Start

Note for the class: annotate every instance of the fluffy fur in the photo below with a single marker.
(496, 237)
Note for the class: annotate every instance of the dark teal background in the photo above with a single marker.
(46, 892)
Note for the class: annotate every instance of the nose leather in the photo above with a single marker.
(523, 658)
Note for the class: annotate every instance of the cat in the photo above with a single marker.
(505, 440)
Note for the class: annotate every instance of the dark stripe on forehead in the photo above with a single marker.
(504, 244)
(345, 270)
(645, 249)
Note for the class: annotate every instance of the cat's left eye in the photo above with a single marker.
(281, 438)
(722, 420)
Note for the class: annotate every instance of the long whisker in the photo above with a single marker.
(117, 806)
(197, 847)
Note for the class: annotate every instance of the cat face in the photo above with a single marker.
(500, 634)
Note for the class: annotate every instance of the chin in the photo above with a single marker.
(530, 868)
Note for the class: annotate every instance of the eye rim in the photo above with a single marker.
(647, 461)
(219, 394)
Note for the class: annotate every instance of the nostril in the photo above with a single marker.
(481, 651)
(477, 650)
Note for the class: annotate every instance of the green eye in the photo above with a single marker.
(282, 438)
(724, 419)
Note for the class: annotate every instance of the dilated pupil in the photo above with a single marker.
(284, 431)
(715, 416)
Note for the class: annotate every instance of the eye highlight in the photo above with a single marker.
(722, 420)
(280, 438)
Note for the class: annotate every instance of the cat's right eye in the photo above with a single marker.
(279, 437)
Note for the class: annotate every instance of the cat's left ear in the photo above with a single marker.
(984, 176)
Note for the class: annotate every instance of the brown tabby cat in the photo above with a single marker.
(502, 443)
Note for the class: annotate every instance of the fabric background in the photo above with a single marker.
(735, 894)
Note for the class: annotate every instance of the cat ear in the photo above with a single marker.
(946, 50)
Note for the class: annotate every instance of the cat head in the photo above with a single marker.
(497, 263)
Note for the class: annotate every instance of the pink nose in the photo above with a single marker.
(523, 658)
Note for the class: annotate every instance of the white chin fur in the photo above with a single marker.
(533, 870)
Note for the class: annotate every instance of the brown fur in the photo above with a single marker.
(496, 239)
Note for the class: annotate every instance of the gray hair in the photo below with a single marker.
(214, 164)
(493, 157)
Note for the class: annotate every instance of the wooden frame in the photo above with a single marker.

End

GOAL: Convert each line of the data above into a string and put them all in one JSON list, one string per line, with blank lines omitted.

THE ANSWER:
[
  "Note for the class: annotate every instance of the fluffy fur in the photo below with a single marker.",
  "(496, 237)",
  "Note for the class: annotate every instance of the dark teal background in the photo above with a single marker.",
  "(46, 892)",
  "Note for the class: annotate every instance of the nose leather in the photo above with a single marker.",
  "(523, 658)",
  "Note for the class: annotate every instance of the cat in the photo above with a single marker.",
  "(505, 440)",
  "Note for the class: annotate every instance of the dark stripe on forehead in the photo above with a single marker.",
  "(504, 244)",
  "(345, 270)",
  "(645, 249)",
  "Note for the class: annotate every instance of the cat's left eye in the photo above with a single marker.",
  "(281, 438)",
  "(722, 420)",
  "Note for the class: annotate every instance of the long whisker in the photo above with a single marker.",
  "(117, 806)",
  "(197, 847)",
  "Note for the class: annotate every instance of the cat face in the photo above with a single marker.",
  "(500, 634)",
  "Note for the class: annotate every instance of the chin in the photo above with a single marker.",
  "(530, 868)",
  "Note for the class: annotate every instance of the eye rim in the photo above with a single marker.",
  "(647, 461)",
  "(219, 394)",
  "Note for the class: annotate every instance of the nostril in the photo above with a single marker.",
  "(481, 651)",
  "(477, 650)",
  "Note for the class: annotate every instance of the green eye in the photo above with a single marker.",
  "(282, 438)",
  "(724, 419)",
  "Note for the class: annotate every instance of the dilated pupil in the photo above with a single marker.",
  "(284, 431)",
  "(715, 416)",
  "Note for the class: annotate every instance of the eye highlight in the photo above with a single marker.",
  "(722, 420)",
  "(280, 438)",
  "Note for the class: annotate every instance of the cat's right eye in the photo above with a single marker.",
  "(279, 437)",
  "Note for the class: annotate every instance of the cat's left ear in the photo above with a single marker.",
  "(984, 176)",
  "Note for the class: annotate every instance of the brown tabby cat in the photo above with a single marker.",
  "(502, 443)",
  "Note for the class: annotate every instance of the fabric background in the photo above with a single marker.",
  "(735, 894)",
  "Note for the class: annotate every instance of the cat ear in the photo above with a single marker.",
  "(946, 50)",
  "Note for the class: annotate every instance of the cat head in the photo above with a single marker.",
  "(497, 263)",
  "Note for the class: annotate every instance of the pink nose in the photo above with a single marker.",
  "(523, 658)",
  "Note for the class: annotate every instance of the white chin fur in the photo above with a single marker.",
  "(533, 870)",
  "Note for the class: annotate every instance of the brown fur in the photo above with a single marker.",
  "(496, 239)",
  "Note for the class: annotate every instance of the gray hair in the photo below with a single marker.",
  "(214, 164)",
  "(493, 157)",
  "Note for the class: annotate every instance of the wooden frame in the photo above with a single marker."
]